- List of tasks:
**1.** Transcribe everything in the NVPTX offloading message from "Wed Oct 19 12:19:00" down to "on the host.".
**2.** According to the NVPTX offloading message, what does the currently published OpenMP version of LULESH not use anywhere?

[PATCH 0/8] NVPTX offloading to NVPTX: backend patches

Wed Oct 19 12:19:00 GMT 2016

On Tue, Oct 18, 2016 at 07:58:49PM +0300, Alexander Monakov wrote:
> On Tue, 18 Oct 2016, Bernd Schmidt wrote:
> > The performance I saw was lower by a factor of 80 or so compared to their CUDA
> > version, and even lower than OpenMP on the host.
> 
> The currently published OpenMP version of LULESH simply doesn't use openmp-simd
> anywhere. This should make it obvious that it won't be anywhere near any
> reasonable CUDA implementation, and also bound to be below host performance.
> Besides, it's common for such benchmark suites to have very different levels of
> hand tuning for the native-CUDA implementation vs OpenMP implementation,
> sometimes to the point of significant algorithmic differences. So you're
> making an invalid comparison here.

This is related to the independent clause/construct (or whatever other
names) discussions, the problem with LULESH's
#pragma distribute parallel for
rather than
#pragma distribute parallel for simd
is that usually it calls (inline) functions, and distribute parallel for,
even with the implementation defined default for schedule() clause, isn't
just let the implementation choose distribution between teams/threads/simd
it likes; for loops which don't call any functions we can scan the loop body
and figure out if it could e.g. through various omp_* calls observe anything
that could reveal how it is distributed among teams/threads/simd, but for
loops that can call other functions that is hard to do, especially as early
as during omp lowering/expansion.
OpenMP 5.0 is likely going to have some clause or whatever that will just
say the loop iterations are completely independent, but until then the
programmer uses more prescriptive pragmas and needs to be careful what
exactly they want.

But, certainly we should collect some OpenMP/OpenACC offloading benchmarks
or write our own and use that to compare GCC with other compilers.

	Jakub

- Records:
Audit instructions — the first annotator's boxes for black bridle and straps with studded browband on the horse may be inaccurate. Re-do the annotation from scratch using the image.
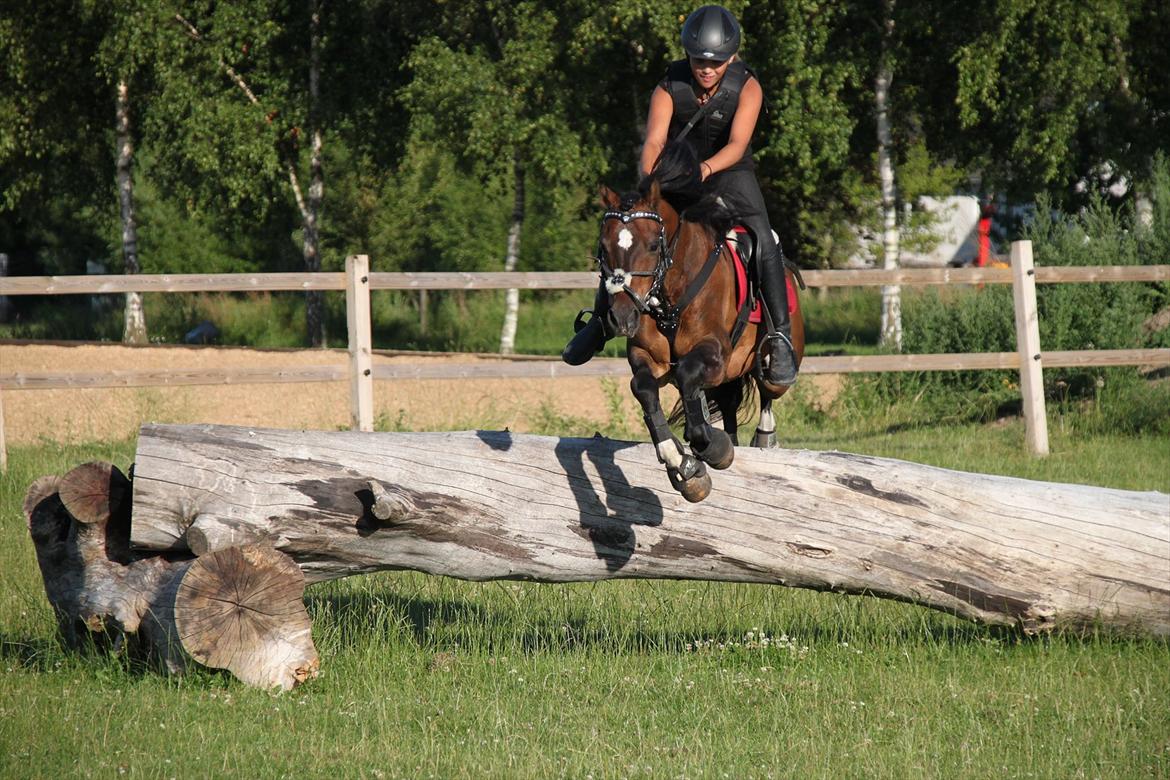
[597,204,723,341]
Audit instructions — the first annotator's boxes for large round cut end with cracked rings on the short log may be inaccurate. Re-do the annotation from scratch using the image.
[174,544,319,690]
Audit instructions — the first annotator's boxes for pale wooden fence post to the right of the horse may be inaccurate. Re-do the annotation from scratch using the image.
[1012,241,1048,455]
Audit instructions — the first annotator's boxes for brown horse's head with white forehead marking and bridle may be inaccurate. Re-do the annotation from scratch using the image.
[598,180,679,337]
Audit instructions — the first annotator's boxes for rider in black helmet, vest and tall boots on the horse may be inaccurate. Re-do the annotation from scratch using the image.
[560,6,797,386]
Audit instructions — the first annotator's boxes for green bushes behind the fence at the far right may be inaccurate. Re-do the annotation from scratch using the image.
[870,160,1170,426]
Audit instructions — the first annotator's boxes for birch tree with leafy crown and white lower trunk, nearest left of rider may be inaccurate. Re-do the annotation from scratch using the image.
[404,1,600,354]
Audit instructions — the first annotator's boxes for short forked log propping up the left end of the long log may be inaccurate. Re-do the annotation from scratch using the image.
[25,463,318,690]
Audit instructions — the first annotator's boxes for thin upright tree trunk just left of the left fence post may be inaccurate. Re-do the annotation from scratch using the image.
[302,0,325,346]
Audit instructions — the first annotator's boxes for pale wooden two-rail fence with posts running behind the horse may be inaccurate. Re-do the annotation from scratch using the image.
[0,241,1170,468]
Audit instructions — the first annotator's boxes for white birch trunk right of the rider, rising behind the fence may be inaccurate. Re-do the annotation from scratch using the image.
[874,0,902,352]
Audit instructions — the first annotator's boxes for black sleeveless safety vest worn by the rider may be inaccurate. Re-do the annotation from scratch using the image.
[660,60,755,171]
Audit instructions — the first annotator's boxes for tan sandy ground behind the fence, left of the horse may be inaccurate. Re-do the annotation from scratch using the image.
[0,343,831,447]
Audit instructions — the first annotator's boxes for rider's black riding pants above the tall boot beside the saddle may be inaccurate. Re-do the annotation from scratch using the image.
[704,170,789,329]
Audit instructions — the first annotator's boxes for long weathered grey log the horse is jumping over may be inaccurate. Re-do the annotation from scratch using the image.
[131,426,1170,636]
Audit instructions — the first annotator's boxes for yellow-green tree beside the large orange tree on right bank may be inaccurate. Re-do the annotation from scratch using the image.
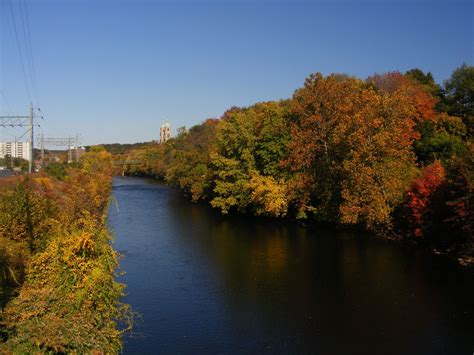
[211,102,289,216]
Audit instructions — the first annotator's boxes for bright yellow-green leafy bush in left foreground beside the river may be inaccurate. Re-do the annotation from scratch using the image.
[2,218,129,353]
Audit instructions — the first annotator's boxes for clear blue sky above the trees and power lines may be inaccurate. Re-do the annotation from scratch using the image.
[0,0,474,144]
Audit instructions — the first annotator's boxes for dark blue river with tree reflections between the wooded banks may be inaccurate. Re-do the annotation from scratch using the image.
[109,178,474,355]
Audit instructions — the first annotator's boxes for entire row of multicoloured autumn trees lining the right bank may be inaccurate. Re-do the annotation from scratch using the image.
[122,65,474,257]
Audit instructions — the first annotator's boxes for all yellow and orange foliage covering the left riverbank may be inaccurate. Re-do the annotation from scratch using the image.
[0,149,129,353]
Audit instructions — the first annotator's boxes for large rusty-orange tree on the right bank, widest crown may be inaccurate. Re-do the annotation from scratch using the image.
[287,74,417,228]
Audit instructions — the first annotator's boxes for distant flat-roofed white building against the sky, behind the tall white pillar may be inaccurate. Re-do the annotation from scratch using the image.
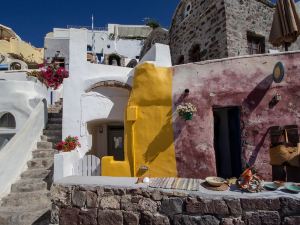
[44,24,152,67]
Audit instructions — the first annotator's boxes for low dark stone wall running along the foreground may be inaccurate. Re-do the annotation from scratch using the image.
[51,185,300,225]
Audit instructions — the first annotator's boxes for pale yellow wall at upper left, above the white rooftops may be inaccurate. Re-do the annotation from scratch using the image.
[0,38,44,63]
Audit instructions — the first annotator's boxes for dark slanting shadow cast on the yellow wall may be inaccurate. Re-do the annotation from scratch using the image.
[143,110,173,162]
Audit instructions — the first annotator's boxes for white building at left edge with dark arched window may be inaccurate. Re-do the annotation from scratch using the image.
[0,70,49,151]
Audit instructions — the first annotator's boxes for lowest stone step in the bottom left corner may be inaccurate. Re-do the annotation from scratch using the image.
[0,207,51,225]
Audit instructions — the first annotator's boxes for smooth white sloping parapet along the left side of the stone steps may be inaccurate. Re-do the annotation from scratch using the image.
[0,101,47,198]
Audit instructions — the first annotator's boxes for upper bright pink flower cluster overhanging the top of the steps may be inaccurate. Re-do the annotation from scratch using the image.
[39,62,69,90]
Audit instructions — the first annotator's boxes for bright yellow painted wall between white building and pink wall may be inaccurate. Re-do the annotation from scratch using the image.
[102,63,177,177]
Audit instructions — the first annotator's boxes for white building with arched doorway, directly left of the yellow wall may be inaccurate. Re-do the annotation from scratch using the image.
[54,29,171,180]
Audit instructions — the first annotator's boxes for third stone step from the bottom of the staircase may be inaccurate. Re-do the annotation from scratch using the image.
[11,178,47,193]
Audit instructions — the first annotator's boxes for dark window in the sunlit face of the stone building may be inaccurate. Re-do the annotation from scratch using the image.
[247,32,265,55]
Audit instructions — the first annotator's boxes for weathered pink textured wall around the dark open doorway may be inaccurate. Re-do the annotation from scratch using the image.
[173,52,300,179]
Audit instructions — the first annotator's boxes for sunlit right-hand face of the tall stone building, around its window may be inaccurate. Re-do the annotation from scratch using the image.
[225,0,275,56]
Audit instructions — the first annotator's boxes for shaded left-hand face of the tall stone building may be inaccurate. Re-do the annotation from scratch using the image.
[169,0,228,65]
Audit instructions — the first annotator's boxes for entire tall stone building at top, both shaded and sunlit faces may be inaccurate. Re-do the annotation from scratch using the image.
[169,0,300,65]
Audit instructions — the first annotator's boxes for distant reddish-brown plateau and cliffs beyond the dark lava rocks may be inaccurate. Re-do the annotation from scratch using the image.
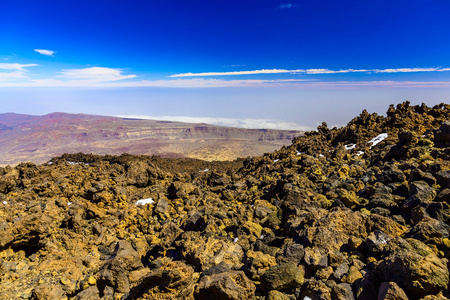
[0,113,302,165]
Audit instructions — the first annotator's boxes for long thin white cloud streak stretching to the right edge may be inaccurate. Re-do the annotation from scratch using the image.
[170,67,450,78]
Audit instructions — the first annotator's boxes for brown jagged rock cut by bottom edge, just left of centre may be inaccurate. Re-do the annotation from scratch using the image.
[195,271,256,300]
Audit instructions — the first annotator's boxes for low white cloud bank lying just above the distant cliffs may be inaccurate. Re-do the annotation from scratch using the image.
[117,115,313,131]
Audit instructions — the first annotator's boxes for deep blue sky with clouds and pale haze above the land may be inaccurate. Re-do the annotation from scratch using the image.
[0,0,450,129]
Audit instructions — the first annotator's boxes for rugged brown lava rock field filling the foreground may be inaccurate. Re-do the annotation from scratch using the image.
[0,102,450,300]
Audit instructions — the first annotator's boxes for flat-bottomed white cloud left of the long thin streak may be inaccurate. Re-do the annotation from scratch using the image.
[61,67,137,82]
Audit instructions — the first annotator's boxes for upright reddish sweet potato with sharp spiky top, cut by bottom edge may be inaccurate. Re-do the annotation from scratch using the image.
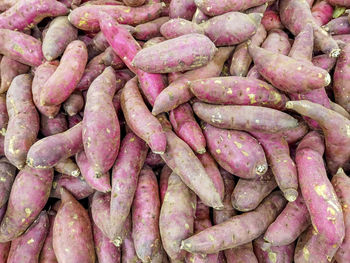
[53,188,95,263]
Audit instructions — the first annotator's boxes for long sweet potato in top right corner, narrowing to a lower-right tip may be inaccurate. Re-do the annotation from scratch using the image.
[279,0,340,57]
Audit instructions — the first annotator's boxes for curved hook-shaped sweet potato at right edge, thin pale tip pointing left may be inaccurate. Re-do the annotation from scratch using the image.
[286,100,350,173]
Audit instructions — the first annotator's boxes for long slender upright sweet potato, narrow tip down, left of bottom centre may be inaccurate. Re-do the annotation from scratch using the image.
[110,133,148,244]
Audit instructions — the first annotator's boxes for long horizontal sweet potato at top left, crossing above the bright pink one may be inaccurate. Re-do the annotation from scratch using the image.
[68,3,163,32]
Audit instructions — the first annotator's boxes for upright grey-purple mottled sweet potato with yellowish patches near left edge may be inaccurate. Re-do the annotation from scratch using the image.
[4,74,39,169]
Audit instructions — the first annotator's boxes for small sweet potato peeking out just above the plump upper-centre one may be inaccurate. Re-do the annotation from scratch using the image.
[160,18,204,39]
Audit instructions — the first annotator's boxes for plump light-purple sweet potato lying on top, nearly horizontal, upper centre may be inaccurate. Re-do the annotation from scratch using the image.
[132,33,217,73]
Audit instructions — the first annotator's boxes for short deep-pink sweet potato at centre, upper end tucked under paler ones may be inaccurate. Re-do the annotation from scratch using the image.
[169,103,206,153]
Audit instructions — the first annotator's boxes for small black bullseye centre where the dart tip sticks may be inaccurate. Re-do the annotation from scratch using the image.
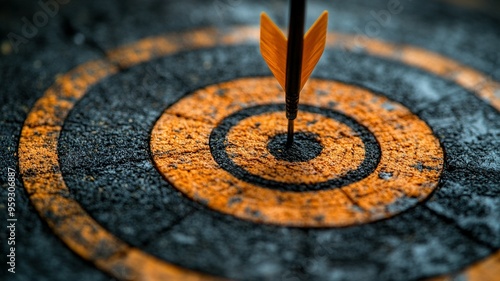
[267,132,323,162]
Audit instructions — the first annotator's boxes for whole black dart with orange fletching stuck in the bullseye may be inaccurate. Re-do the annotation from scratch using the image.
[260,0,328,147]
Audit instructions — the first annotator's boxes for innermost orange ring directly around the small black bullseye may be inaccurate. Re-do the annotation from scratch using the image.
[226,111,365,184]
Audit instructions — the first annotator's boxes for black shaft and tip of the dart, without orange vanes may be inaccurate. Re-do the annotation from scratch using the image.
[285,0,306,144]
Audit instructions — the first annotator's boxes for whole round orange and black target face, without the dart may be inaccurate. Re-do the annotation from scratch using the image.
[3,0,500,280]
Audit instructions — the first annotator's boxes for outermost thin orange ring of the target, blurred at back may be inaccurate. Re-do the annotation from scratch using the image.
[18,27,500,280]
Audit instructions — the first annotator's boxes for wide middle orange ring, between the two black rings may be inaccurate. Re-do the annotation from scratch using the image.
[150,77,444,227]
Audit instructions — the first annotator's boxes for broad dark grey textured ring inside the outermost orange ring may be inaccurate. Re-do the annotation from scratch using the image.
[52,46,500,280]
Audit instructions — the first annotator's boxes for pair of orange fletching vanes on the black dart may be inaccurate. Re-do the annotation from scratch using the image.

- Responses to the tasks:
**1.**
Wed Oct 19 12:19:00 GMT 2016

On Tue, Oct 18, 2016 at 07:58:49PM +0300, Alexander Monakov wrote:
> On Tue, 18 Oct 2016, Bernd Schmidt wrote:
> > The performance I saw was lower by a factor of 80 or so compared to their CUDA
> > version, and even lower than OpenMP on the host.

**2.** openmp-simd